WHAT TO DO: What is needed here is a word-for-word copy of all the entries below.

EXCERPTED RECORDS:
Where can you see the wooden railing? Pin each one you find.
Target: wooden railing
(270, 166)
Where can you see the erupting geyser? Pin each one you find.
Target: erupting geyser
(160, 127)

YOUR RESPONSE:
Where can you see the wooden railing? Pin each one you find.
Target: wooden railing
(270, 166)
Where can you see the erupting geyser? Pin each one you find.
Target: erupting geyser
(160, 127)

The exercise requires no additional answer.